* **Problem statement**
Everything from the first line of the entries below through the line holding "Task: point to each instance of the woman's leg" must be printed exactly as written.

* **Source material**

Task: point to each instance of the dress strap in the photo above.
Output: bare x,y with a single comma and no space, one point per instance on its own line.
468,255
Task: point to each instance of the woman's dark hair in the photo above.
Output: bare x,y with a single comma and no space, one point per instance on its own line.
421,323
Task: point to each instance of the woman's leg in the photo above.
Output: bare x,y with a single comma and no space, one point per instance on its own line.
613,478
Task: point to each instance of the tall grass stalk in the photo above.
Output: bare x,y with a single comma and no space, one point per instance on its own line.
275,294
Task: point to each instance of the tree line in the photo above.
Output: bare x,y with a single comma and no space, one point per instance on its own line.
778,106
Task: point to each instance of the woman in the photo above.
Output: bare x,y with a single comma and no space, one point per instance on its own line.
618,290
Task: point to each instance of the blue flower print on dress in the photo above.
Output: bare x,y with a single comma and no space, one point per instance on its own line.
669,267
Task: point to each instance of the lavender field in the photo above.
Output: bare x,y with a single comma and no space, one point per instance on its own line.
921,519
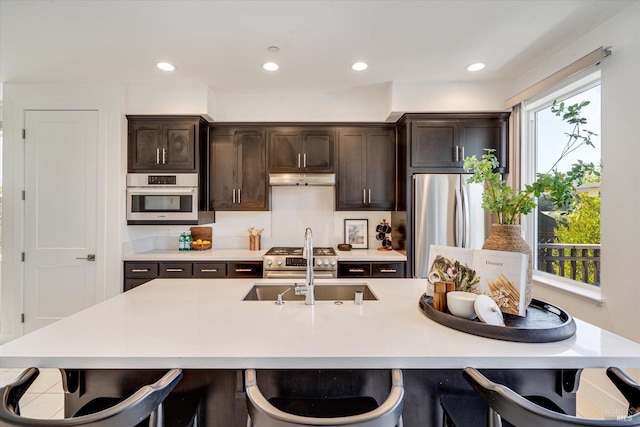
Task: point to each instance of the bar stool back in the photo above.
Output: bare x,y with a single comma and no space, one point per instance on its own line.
144,403
263,414
521,412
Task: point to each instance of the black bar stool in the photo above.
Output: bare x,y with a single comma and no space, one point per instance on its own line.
506,404
130,412
338,412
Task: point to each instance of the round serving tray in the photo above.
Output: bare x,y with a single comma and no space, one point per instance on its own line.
544,322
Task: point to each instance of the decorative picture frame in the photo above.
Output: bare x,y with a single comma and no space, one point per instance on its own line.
356,233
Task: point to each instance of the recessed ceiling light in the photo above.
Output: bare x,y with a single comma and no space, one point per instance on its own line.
165,66
359,66
476,66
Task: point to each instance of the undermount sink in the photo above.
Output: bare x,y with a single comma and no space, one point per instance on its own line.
323,292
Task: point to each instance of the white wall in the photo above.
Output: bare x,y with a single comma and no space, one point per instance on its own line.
620,154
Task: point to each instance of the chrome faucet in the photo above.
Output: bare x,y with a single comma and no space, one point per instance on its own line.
307,253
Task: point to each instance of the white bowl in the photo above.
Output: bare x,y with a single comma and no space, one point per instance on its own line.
461,304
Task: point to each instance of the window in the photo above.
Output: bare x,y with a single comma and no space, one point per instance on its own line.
566,238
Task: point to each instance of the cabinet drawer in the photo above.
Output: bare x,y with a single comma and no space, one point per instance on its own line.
392,269
354,270
245,269
176,269
209,269
140,270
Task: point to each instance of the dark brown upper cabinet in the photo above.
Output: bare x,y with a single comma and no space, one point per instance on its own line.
441,144
366,168
295,149
164,143
238,177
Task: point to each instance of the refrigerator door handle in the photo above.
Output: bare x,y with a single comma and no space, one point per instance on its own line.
466,243
459,228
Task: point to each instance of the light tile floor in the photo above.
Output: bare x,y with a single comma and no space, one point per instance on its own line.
44,399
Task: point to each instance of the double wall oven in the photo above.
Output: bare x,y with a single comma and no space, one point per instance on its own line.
288,263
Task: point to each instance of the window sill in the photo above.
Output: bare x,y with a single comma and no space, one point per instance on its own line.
587,292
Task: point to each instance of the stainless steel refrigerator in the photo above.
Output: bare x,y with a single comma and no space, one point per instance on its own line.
446,211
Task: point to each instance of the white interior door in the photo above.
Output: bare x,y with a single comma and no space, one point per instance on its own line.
60,214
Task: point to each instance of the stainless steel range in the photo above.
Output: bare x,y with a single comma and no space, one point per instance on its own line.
288,263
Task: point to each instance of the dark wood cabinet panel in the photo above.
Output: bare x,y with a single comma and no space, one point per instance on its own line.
300,150
137,273
366,169
244,269
238,178
441,145
163,143
377,269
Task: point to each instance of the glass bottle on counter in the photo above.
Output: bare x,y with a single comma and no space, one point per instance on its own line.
187,240
181,241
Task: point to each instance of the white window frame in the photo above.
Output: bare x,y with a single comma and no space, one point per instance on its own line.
571,87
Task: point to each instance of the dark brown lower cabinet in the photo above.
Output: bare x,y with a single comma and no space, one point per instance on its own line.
136,273
371,269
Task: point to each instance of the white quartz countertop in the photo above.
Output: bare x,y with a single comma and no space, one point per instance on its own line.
363,255
201,323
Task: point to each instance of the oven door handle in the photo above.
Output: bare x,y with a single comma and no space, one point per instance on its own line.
297,275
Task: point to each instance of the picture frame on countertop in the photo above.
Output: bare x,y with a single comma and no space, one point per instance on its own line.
356,233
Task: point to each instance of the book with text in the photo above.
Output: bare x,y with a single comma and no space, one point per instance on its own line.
501,275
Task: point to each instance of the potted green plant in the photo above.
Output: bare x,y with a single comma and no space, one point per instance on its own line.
508,204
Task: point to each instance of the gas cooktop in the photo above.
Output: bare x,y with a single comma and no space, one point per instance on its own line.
297,251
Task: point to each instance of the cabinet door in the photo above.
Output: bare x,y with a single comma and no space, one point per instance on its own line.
433,144
351,180
145,142
285,150
251,170
476,135
178,150
223,175
318,151
380,169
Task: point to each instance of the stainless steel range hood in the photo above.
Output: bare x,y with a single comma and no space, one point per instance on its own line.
293,179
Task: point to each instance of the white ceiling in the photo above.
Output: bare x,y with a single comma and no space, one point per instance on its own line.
223,43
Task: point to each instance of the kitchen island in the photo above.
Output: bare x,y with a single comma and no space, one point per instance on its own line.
204,327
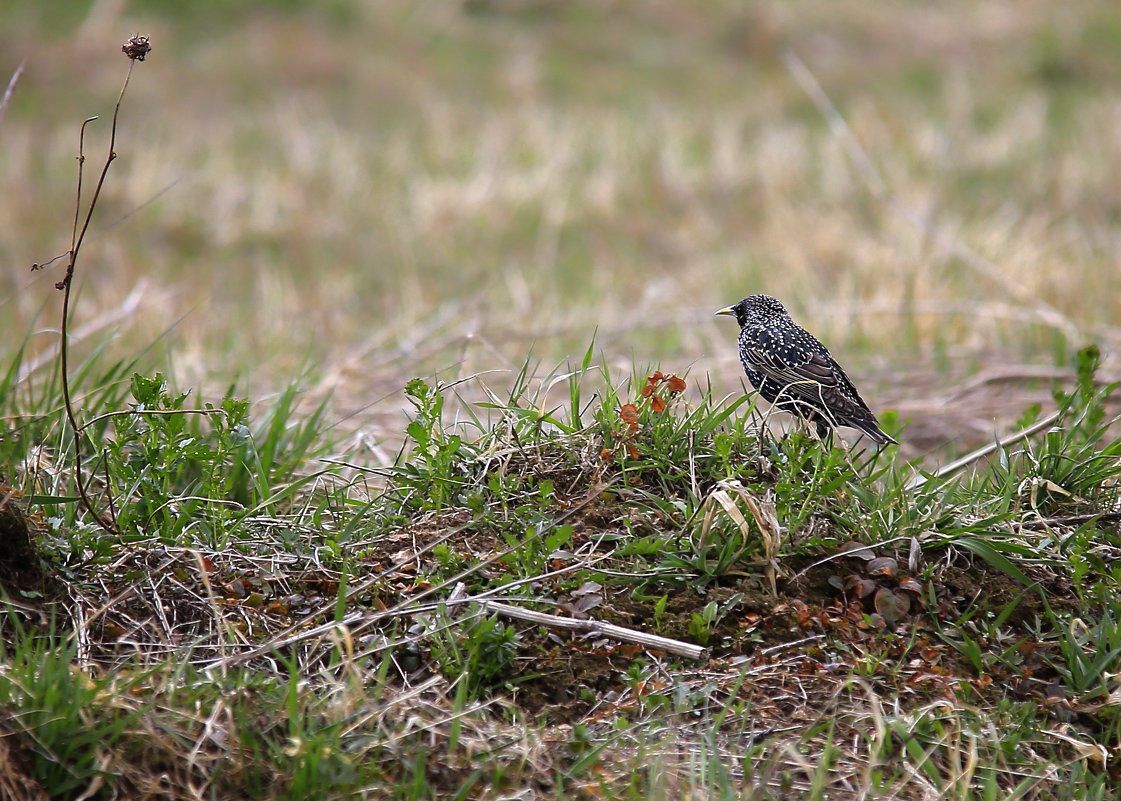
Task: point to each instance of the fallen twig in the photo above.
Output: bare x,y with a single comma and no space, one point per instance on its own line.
608,630
981,453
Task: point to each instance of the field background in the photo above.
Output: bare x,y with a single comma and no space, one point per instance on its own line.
370,192
316,204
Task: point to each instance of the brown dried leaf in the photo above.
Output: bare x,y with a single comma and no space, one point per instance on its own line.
891,606
882,566
859,586
910,585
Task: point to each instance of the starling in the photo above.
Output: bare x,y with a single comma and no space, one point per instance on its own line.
789,368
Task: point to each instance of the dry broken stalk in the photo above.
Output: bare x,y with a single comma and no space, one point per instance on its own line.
136,48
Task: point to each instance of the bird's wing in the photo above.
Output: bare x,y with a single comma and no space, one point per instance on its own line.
807,373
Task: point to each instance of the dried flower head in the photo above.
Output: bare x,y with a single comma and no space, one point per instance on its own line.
137,47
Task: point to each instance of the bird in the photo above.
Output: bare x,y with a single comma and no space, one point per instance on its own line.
794,371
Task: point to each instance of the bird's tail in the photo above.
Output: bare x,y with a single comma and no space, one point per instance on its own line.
877,434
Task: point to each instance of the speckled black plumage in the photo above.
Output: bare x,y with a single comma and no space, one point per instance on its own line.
794,371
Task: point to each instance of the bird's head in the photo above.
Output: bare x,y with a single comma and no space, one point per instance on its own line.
754,308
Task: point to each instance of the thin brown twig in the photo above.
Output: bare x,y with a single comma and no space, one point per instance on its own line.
66,283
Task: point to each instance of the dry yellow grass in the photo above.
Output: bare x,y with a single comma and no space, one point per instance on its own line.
437,188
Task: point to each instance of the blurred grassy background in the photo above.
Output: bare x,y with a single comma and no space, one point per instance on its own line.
391,188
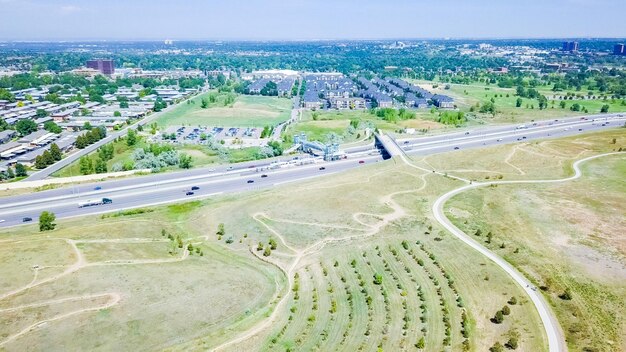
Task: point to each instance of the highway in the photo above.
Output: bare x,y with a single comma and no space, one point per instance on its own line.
172,187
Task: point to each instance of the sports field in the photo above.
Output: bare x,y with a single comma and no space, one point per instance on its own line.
245,111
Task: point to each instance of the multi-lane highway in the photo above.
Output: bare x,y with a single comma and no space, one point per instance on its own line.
172,187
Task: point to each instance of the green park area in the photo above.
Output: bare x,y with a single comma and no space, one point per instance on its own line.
483,103
228,110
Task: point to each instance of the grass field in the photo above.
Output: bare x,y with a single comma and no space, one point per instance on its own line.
317,125
467,95
567,236
246,111
356,263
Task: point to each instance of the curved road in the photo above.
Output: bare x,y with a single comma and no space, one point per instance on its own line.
556,340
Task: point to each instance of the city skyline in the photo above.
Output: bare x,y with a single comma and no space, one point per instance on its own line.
36,20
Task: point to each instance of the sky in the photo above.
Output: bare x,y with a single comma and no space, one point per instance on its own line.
308,19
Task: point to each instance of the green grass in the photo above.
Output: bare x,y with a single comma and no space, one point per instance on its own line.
246,111
467,95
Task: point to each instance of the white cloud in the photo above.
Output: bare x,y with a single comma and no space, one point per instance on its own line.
67,9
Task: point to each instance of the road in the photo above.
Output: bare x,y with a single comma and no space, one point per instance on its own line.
42,174
556,341
171,187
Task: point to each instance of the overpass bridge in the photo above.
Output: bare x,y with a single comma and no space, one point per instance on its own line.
387,146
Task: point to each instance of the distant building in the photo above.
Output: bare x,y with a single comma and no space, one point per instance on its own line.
570,46
106,67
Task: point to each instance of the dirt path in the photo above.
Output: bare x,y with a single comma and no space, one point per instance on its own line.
556,340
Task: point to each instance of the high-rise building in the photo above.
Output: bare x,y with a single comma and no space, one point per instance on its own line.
106,67
570,46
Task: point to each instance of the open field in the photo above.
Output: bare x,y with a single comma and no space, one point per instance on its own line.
467,95
354,262
104,284
318,124
563,236
246,111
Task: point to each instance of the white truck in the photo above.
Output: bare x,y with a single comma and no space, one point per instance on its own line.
92,202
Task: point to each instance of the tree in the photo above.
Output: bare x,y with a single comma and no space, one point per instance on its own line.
185,161
55,152
100,166
131,138
498,318
51,126
566,295
46,221
85,165
25,127
267,252
20,170
512,343
420,343
605,108
39,162
497,347
220,230
47,157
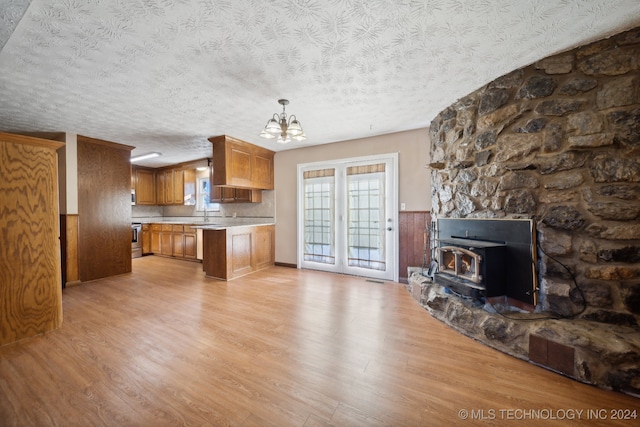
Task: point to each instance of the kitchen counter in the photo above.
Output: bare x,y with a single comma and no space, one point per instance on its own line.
231,251
213,223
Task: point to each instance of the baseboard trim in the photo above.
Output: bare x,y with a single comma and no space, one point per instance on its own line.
286,264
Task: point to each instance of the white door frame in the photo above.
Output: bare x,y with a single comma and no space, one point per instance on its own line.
391,196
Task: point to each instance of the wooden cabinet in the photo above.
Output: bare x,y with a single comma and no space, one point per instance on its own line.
156,230
146,239
166,240
237,251
239,164
177,237
235,195
174,240
176,186
144,181
30,273
190,242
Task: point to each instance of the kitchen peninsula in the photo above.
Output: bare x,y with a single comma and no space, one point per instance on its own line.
233,251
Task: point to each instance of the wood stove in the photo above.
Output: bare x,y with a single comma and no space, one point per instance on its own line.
471,267
487,258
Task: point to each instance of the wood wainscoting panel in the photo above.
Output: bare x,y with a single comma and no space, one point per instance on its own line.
30,277
104,206
415,236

* **Answer for the task**
Task: point to each instance of the dress strap in the photo above.
Output: bare x,y with a single comma and no space, one point per instance on its own line.
468,255
Task: point to each instance of the woman's dark hair in the photo above.
Output: bare x,y with a single comma and no space, one point per instance on its own line.
421,323
Task: point to each instance of the woman's leg in the photo above.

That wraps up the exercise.